[Records]
--
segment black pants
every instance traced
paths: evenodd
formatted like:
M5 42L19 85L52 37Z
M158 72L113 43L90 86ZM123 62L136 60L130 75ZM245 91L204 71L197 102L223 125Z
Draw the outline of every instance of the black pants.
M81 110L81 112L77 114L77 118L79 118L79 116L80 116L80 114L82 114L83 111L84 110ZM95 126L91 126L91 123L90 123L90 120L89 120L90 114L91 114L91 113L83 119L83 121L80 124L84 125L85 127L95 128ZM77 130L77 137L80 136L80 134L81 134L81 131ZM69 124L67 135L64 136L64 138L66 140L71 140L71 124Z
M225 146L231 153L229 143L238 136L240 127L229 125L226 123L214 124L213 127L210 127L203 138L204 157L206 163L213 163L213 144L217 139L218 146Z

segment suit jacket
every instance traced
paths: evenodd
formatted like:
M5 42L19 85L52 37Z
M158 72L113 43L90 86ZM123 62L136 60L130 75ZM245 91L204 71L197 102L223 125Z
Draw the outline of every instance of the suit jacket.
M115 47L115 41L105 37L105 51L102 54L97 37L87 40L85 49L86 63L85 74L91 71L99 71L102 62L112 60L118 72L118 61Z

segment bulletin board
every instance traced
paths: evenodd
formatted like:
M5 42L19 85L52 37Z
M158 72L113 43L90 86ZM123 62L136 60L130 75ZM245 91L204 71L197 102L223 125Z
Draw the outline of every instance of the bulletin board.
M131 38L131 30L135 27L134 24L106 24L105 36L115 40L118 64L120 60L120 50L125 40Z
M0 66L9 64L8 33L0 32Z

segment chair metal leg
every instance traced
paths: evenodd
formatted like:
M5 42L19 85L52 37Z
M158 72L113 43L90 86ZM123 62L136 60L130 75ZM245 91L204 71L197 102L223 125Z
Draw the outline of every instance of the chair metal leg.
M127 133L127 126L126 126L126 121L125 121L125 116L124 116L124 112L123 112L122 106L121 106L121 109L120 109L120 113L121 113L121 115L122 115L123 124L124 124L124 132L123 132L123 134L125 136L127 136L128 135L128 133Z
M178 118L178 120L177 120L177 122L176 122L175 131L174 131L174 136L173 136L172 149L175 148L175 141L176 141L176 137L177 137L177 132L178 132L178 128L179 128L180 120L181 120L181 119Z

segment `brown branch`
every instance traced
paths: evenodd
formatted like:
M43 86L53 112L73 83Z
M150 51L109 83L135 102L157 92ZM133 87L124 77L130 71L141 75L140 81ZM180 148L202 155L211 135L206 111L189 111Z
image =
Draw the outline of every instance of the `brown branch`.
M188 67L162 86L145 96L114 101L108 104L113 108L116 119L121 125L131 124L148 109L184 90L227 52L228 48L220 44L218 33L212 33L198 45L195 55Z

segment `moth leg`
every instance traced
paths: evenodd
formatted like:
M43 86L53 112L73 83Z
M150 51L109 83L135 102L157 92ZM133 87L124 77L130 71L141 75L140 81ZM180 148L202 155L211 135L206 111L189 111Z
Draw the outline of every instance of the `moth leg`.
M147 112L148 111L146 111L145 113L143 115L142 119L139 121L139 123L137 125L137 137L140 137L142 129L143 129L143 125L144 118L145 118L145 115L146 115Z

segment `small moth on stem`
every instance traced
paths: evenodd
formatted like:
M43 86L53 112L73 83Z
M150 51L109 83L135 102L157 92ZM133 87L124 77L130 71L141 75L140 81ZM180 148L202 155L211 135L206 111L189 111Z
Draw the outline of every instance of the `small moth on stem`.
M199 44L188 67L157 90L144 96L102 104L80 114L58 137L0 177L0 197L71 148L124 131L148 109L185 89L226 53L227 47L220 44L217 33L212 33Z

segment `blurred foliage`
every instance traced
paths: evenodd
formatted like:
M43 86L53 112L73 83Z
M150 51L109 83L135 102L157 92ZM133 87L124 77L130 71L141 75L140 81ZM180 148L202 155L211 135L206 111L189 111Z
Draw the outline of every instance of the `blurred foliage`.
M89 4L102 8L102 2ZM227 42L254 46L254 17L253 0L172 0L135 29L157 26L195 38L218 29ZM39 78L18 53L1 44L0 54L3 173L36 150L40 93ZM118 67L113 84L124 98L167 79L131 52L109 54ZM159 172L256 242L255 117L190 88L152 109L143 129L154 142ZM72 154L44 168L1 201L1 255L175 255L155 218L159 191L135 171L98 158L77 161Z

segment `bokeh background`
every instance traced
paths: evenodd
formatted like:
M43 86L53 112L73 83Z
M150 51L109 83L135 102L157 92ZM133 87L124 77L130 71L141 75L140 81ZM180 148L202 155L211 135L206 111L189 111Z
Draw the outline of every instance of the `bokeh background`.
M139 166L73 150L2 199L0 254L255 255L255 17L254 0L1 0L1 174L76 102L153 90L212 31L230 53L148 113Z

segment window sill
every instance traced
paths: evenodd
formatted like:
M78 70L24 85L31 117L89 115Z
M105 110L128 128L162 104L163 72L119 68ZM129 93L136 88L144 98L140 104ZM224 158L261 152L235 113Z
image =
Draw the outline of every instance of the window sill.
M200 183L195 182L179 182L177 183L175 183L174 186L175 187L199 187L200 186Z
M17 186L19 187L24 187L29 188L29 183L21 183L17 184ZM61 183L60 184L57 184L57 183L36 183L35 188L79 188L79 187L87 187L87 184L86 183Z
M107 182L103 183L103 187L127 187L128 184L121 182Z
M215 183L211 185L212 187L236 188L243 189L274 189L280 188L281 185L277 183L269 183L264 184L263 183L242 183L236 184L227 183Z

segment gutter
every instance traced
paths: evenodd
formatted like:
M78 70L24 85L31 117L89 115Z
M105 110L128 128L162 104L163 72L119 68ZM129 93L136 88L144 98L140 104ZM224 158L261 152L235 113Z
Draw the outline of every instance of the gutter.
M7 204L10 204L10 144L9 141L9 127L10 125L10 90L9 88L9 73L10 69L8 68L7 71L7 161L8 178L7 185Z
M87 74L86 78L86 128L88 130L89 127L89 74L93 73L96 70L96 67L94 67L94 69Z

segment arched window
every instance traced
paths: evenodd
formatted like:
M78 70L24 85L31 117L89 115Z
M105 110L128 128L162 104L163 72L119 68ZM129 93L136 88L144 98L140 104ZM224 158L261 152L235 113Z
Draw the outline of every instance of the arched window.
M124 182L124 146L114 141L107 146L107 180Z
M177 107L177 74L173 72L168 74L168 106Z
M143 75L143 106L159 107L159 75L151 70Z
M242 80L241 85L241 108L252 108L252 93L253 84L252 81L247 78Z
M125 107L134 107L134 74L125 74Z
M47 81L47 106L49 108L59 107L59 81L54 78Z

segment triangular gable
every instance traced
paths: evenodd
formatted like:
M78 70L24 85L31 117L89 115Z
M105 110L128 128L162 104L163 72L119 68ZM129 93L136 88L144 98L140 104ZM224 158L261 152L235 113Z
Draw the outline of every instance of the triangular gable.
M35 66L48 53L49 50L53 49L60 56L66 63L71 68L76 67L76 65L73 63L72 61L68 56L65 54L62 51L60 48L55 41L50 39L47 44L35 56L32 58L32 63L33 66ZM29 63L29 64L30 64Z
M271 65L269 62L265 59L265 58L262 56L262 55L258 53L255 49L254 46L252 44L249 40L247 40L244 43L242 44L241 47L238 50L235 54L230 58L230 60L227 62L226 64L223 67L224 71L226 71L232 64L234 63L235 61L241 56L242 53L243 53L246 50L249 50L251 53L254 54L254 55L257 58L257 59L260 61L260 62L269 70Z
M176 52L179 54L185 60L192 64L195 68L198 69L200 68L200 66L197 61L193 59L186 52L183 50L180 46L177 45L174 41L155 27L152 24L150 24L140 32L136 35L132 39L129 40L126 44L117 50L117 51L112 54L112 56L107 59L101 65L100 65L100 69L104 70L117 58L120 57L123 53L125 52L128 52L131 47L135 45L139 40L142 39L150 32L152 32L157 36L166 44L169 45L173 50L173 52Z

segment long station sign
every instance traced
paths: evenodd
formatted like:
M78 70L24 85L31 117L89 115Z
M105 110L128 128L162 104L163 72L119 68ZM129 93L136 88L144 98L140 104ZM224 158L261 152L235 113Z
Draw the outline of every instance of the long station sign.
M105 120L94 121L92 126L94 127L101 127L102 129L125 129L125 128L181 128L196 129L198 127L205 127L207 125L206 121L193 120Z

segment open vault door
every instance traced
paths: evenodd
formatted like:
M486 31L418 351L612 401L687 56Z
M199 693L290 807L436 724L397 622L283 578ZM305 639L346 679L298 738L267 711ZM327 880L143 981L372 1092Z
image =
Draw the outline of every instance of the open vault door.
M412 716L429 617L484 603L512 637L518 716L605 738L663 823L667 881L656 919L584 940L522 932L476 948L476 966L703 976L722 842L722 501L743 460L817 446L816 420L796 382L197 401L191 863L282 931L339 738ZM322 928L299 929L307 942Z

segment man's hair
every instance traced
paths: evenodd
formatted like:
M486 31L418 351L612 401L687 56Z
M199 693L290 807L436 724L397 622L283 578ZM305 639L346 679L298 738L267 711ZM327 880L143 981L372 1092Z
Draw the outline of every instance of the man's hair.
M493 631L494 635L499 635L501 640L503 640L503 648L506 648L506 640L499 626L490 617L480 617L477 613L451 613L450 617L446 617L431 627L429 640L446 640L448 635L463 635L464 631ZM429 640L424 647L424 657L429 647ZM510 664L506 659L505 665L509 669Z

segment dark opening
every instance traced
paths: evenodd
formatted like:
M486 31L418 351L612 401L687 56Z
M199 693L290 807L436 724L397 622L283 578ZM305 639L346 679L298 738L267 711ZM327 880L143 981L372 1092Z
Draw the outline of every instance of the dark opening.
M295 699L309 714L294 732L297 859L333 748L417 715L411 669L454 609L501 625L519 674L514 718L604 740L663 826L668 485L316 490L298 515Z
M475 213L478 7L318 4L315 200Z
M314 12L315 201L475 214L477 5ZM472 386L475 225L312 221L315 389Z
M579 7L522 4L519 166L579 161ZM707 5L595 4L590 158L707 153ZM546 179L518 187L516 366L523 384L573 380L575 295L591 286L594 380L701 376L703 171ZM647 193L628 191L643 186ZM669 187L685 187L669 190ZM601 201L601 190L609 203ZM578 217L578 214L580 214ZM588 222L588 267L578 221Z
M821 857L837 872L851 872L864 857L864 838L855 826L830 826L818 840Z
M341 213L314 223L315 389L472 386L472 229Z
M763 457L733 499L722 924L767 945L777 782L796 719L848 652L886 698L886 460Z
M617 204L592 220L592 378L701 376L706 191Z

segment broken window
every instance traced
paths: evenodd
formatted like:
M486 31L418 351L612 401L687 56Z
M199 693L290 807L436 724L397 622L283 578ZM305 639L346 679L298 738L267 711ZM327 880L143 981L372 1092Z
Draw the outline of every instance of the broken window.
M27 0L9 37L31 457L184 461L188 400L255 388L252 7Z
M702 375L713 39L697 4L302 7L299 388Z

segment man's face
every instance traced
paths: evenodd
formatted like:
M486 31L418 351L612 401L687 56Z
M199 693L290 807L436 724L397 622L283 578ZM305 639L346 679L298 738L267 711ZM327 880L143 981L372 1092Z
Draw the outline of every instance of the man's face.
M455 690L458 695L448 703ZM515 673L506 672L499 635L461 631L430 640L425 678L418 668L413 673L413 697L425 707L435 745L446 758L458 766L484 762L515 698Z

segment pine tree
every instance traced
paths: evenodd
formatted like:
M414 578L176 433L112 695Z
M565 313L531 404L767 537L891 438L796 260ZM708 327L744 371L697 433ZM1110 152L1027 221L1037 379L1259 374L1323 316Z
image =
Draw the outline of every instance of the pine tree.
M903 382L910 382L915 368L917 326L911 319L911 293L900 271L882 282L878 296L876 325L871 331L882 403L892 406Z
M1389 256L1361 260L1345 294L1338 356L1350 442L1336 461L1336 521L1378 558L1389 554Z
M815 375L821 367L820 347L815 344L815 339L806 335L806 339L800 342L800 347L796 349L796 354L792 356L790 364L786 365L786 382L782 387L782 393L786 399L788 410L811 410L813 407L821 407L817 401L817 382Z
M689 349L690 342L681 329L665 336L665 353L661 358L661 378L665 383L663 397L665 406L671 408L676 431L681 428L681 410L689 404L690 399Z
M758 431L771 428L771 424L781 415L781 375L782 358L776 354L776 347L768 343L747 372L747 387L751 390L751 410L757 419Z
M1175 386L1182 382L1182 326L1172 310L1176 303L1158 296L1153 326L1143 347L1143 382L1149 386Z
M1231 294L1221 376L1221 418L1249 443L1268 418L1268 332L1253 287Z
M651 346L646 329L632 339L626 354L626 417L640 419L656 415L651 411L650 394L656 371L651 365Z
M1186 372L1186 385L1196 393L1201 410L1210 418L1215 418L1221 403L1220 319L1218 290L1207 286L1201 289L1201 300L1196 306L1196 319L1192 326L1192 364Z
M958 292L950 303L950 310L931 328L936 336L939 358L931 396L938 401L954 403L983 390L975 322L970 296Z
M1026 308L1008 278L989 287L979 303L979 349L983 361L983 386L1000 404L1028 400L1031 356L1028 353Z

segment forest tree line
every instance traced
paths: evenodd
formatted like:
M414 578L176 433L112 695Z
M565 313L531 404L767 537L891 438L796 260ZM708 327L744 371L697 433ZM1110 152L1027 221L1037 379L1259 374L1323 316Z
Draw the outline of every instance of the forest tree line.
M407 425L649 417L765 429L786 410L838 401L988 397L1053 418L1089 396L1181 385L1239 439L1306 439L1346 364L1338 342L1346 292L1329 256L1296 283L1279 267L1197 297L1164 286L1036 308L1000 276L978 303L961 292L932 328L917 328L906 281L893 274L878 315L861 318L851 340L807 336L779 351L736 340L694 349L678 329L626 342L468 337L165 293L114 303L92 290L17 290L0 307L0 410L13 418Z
--
All lines from the one that contains "segment forest tree line" through the end of the material are to be quoted exactly, with both ends included.

segment forest tree line
every instance traced
paths: evenodd
formatted like:
M414 578L176 433L112 695Z
M565 313L531 404L767 537L891 438L796 260ZM708 327L744 371L697 433ZM1110 152L1027 221L1037 379L1259 374L1323 316Z
Draw the outline of every instance of the forest tree line.
M407 425L649 417L765 429L786 410L838 401L988 397L1053 418L1089 396L1181 385L1239 439L1306 439L1346 364L1338 342L1346 292L1329 256L1296 283L1279 267L1197 297L1164 286L1036 308L1000 276L978 303L961 292L932 328L917 328L906 281L893 274L878 315L861 318L851 340L807 336L779 351L736 340L694 349L678 329L626 342L468 337L165 293L114 303L92 290L17 290L0 307L0 410L13 418Z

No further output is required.